↓↓↓
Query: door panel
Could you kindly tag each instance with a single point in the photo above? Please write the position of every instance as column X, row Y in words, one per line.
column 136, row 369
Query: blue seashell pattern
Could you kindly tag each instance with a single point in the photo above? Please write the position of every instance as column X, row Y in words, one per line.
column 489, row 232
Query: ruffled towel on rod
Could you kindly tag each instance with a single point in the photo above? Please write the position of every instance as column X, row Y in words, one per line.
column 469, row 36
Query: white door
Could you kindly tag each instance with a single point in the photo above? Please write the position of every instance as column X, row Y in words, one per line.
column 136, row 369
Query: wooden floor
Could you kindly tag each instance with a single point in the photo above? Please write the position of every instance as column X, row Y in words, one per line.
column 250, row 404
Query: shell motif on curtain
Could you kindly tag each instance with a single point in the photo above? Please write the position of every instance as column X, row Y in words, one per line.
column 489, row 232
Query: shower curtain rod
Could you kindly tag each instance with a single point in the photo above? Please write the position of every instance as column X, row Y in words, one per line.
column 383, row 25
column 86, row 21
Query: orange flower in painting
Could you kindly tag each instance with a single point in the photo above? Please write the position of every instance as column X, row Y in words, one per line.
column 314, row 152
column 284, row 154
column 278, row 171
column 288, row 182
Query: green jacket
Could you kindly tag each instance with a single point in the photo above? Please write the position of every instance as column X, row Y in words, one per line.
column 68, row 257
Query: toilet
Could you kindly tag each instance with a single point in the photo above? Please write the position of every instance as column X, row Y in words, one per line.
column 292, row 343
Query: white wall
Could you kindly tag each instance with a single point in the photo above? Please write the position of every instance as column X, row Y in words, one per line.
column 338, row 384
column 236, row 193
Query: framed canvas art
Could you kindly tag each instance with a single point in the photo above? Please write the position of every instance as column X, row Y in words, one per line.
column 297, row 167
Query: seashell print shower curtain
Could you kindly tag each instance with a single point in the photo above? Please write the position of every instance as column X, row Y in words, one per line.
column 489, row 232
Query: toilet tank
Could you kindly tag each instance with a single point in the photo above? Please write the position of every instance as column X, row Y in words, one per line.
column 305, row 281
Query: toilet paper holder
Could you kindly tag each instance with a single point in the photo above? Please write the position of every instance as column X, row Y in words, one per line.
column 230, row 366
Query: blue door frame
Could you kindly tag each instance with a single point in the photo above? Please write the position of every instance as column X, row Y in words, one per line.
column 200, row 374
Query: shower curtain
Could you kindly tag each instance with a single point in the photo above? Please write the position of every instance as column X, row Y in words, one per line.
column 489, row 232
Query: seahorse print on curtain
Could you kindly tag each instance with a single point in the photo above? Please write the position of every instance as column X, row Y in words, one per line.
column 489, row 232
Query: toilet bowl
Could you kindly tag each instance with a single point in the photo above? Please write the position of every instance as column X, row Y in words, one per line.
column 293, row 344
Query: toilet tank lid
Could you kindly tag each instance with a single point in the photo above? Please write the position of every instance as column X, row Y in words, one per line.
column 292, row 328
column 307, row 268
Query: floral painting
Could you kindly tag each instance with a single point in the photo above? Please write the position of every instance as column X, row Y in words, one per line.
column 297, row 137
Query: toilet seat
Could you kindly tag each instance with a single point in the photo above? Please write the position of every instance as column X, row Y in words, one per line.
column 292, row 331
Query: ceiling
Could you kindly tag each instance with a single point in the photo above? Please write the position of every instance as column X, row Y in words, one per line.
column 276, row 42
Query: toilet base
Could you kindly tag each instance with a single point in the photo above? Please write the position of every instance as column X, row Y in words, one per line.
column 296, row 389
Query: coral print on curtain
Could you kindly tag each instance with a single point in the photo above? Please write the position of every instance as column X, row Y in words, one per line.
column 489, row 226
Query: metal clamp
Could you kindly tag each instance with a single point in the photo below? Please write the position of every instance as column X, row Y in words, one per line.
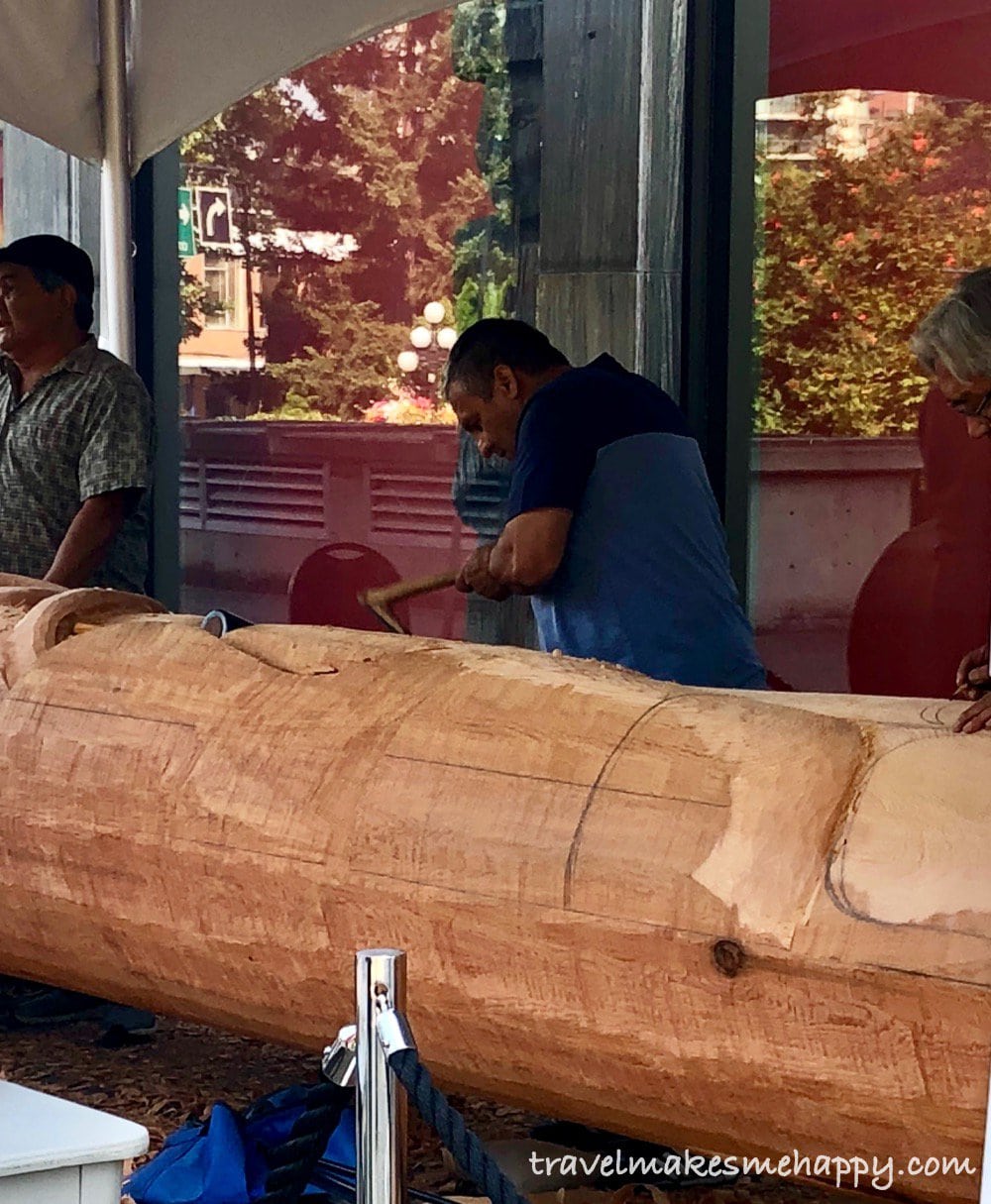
column 340, row 1061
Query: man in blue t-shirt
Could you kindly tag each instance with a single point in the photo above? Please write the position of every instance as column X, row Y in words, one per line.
column 611, row 526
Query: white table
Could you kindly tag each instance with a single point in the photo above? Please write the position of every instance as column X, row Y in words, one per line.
column 56, row 1152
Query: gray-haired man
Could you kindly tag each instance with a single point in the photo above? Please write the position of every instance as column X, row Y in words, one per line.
column 953, row 347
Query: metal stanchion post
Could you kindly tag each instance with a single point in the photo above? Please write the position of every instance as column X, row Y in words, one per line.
column 381, row 1171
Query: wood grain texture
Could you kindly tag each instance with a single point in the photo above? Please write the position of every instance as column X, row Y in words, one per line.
column 212, row 828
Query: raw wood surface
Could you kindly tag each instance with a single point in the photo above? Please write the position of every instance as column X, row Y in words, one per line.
column 743, row 923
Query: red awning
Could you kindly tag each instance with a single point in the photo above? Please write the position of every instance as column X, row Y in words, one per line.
column 941, row 47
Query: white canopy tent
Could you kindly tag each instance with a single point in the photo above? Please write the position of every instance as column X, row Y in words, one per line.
column 115, row 81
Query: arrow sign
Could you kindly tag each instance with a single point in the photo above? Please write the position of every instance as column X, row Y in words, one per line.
column 213, row 210
column 217, row 210
column 186, row 235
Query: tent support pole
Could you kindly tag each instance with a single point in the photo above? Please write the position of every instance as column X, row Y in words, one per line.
column 116, row 241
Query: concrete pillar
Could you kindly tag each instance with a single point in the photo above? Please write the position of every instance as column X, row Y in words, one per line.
column 611, row 169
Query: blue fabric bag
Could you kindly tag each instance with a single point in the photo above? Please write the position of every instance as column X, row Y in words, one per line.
column 223, row 1159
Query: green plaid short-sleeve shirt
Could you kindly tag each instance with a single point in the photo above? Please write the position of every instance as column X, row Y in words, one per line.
column 83, row 430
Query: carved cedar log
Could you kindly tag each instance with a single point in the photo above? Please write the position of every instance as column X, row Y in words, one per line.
column 743, row 923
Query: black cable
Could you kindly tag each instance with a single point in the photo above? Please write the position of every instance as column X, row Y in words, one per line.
column 468, row 1151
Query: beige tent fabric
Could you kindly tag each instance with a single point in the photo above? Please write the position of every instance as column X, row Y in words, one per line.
column 190, row 60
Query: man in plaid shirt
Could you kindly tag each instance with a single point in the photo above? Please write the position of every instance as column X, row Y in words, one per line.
column 74, row 429
column 74, row 468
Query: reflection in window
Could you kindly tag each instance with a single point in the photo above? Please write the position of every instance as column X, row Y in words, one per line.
column 219, row 300
column 370, row 199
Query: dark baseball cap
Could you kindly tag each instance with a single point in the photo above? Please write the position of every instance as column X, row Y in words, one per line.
column 49, row 252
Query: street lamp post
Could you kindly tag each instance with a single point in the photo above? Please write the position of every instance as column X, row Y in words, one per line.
column 431, row 340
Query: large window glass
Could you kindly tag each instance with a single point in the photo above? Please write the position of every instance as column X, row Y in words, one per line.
column 337, row 230
column 871, row 528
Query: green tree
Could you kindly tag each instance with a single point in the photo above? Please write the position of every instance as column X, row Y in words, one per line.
column 375, row 141
column 854, row 252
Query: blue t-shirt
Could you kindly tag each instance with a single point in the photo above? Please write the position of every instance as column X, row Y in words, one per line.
column 644, row 581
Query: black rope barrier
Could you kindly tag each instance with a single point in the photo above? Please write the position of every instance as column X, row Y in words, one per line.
column 475, row 1162
column 291, row 1163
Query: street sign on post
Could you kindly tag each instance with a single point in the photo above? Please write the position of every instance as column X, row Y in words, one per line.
column 213, row 210
column 186, row 235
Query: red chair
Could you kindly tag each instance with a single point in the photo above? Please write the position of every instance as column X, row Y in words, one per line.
column 324, row 589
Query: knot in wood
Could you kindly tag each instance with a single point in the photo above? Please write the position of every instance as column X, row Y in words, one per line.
column 728, row 957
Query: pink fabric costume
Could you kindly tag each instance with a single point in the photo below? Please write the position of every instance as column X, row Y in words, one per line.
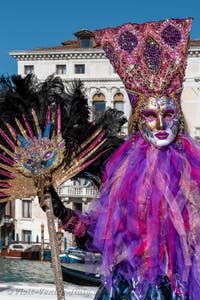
column 146, row 219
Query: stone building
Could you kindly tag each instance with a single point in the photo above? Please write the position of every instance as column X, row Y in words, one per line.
column 82, row 59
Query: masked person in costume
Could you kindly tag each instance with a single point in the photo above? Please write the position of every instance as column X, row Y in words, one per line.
column 145, row 222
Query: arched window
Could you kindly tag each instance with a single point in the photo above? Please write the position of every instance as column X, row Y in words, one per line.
column 98, row 104
column 119, row 101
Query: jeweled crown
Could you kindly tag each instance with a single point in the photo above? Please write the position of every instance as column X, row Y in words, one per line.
column 150, row 58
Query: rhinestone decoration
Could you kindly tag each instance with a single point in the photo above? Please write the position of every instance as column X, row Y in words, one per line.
column 127, row 41
column 110, row 54
column 171, row 36
column 150, row 58
column 152, row 55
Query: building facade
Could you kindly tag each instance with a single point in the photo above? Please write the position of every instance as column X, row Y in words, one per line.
column 82, row 59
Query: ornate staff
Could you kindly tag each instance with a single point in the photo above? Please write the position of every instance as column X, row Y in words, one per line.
column 35, row 162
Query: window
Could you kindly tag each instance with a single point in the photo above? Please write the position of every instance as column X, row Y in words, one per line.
column 99, row 104
column 119, row 101
column 60, row 69
column 26, row 209
column 79, row 69
column 28, row 69
column 85, row 43
column 26, row 236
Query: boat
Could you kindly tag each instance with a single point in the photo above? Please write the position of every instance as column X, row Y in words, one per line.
column 76, row 255
column 80, row 277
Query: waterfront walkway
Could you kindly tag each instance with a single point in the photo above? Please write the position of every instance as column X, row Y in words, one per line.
column 33, row 291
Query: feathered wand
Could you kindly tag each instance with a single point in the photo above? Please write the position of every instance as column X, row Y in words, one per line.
column 47, row 138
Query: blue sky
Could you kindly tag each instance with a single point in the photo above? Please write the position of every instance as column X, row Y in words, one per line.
column 28, row 24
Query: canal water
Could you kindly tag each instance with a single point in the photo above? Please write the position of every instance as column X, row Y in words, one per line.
column 31, row 280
↑↑↑
● **Task description**
Reproduce the entries above without any change, starting with the line with "Query: wood grain texture" and going on through the line with "column 611, row 169".

● **Solution for this problem**
Query: wood grain texture
Could you kindly tag each instance with a single point in the photo above? Please write the position of every instance as column X, row Y in words, one per line.
column 212, row 828
Query: raw wood surface
Could you kindly tag each instance with a single point in the photo above? Please write the position of every instance as column X, row Y in words, one per line.
column 743, row 923
Query: red awning
Could you kindly tag each instance with a single point in the photo above? Please write the position of every instance as column X, row Y in words, one per line.
column 941, row 47
Query: white canopy tent
Could you kindly tag each instance with a single point in the photo above? Please write the position of every instance as column X, row Y in words, one per line.
column 115, row 81
Query: arrow sign
Could you kindly tag each instance with a single point in the photo above? Please write the position of every instance as column X, row Y in words, one per line.
column 213, row 210
column 217, row 210
column 186, row 235
Query: tent support pole
Could you kindly tag each instance with a single point in the photo above? Please write the position of every instance as column X, row Y in words, one per line.
column 116, row 241
Query: concrete pillar
Could you kindly tag each instance with a single point in the photo above? Please write the position of every instance as column X, row Y in words, one per line.
column 611, row 169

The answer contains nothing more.